Task brief » Identify the line that contains "I'd like to know if the chain-link" in the material. Output it and every line after it, unchanged, through the end.

Provided information »

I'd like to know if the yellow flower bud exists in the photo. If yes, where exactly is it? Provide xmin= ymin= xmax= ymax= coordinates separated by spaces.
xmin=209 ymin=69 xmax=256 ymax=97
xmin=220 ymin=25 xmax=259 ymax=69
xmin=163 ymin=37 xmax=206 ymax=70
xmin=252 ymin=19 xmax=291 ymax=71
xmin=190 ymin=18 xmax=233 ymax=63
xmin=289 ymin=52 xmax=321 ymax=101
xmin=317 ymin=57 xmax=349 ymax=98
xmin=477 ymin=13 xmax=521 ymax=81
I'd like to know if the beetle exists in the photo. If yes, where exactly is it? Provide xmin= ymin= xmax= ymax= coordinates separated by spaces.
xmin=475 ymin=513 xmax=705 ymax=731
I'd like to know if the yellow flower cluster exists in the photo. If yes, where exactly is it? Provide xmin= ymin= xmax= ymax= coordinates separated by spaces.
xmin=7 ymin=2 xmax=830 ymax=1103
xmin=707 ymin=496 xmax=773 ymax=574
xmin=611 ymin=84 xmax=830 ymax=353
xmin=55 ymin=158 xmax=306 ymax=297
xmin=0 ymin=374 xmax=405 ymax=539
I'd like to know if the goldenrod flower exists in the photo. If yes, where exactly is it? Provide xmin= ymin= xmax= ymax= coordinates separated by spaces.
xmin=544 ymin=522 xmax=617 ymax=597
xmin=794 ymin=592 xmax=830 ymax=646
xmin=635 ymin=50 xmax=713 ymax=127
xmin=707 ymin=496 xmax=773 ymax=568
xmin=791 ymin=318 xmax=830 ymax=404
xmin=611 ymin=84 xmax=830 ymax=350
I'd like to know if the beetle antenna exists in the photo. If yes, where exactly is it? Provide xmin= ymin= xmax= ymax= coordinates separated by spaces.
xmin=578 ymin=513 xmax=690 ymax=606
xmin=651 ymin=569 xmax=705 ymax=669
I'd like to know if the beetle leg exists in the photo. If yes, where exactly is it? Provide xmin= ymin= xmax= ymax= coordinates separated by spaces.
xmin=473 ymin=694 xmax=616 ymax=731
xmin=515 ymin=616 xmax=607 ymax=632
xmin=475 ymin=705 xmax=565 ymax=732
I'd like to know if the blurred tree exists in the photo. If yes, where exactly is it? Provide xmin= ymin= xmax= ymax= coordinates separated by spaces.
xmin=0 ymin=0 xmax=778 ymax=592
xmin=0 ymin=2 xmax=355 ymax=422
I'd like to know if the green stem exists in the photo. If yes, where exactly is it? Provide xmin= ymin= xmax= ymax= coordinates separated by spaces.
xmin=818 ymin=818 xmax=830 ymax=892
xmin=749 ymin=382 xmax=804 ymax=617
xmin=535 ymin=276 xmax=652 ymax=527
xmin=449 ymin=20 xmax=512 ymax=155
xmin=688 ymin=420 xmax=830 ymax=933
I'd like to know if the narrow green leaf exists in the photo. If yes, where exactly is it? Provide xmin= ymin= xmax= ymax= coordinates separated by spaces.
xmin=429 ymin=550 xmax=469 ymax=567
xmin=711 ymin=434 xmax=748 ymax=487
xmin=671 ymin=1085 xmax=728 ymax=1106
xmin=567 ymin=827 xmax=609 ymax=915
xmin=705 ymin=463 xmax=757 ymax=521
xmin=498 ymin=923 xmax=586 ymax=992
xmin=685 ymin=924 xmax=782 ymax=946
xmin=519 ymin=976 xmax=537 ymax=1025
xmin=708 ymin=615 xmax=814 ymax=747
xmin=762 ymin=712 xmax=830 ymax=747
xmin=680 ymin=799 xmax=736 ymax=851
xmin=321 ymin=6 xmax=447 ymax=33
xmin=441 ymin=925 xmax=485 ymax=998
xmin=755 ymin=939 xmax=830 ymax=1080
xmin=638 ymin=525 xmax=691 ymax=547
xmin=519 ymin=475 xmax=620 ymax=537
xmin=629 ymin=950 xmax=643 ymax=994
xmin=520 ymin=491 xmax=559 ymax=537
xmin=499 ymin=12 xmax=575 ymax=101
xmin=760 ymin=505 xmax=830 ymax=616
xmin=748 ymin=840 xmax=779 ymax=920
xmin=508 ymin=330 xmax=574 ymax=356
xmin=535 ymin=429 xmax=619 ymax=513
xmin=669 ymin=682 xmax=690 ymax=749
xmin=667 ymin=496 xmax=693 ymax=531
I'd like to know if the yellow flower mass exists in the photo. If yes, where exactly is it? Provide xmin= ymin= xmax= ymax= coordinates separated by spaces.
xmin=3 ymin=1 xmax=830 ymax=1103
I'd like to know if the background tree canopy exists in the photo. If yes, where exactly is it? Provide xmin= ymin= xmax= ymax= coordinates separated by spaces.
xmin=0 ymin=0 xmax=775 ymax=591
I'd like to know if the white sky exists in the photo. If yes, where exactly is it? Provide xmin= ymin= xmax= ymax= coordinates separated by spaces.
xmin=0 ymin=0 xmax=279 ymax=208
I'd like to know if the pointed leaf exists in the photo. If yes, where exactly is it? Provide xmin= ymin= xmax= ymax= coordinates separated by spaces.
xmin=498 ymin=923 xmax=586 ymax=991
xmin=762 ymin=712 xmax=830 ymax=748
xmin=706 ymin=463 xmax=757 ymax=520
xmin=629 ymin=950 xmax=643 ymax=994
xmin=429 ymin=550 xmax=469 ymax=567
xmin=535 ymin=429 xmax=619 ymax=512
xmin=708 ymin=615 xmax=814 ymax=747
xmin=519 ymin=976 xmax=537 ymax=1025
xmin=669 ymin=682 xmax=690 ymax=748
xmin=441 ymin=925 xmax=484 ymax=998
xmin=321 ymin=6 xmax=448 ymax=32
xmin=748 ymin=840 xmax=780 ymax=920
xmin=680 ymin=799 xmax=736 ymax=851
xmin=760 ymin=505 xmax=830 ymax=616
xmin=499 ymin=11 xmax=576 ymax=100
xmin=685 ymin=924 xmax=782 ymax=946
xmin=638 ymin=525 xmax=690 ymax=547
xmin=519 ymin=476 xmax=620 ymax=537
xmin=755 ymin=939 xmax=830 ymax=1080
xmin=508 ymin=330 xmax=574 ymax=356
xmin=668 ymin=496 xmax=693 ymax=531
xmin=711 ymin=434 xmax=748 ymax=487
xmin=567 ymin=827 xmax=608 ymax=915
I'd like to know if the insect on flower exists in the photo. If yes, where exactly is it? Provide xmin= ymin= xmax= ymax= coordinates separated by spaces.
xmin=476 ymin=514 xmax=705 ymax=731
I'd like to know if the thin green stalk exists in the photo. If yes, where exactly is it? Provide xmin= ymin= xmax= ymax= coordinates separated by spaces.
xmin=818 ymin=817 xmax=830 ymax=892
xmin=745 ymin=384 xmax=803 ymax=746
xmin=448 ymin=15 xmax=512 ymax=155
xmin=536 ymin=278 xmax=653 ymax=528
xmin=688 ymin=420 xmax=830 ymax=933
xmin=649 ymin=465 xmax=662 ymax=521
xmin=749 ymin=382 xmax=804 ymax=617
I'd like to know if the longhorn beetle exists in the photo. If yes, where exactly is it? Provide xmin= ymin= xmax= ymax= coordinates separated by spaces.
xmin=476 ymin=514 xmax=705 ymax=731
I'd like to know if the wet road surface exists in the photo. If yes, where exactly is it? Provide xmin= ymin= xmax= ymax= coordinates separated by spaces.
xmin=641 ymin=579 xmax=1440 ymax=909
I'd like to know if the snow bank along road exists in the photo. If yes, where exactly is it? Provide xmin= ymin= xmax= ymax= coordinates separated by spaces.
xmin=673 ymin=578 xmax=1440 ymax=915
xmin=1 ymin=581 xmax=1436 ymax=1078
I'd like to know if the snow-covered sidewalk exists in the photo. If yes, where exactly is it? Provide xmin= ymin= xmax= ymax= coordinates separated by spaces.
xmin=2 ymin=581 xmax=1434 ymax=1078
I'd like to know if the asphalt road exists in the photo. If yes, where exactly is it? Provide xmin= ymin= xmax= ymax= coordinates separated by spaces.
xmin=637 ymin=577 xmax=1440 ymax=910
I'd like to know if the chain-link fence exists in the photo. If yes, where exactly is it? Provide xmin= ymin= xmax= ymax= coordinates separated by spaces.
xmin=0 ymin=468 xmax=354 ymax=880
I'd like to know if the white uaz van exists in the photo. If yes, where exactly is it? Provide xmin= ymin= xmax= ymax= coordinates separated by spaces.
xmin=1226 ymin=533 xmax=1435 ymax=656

Finished exercise »
I'd like to know if the chain-link fence exists in the photo. If yes, where exactly is it? Provide xmin= ymin= xmax= ymax= coordinates separated by spaces.
xmin=0 ymin=468 xmax=354 ymax=880
I'd like to know if the white uaz van exists in the photo. If yes, where exactly is it? Provide xmin= ymin= xmax= ymax= coordinates separated by spaces.
xmin=1226 ymin=533 xmax=1435 ymax=656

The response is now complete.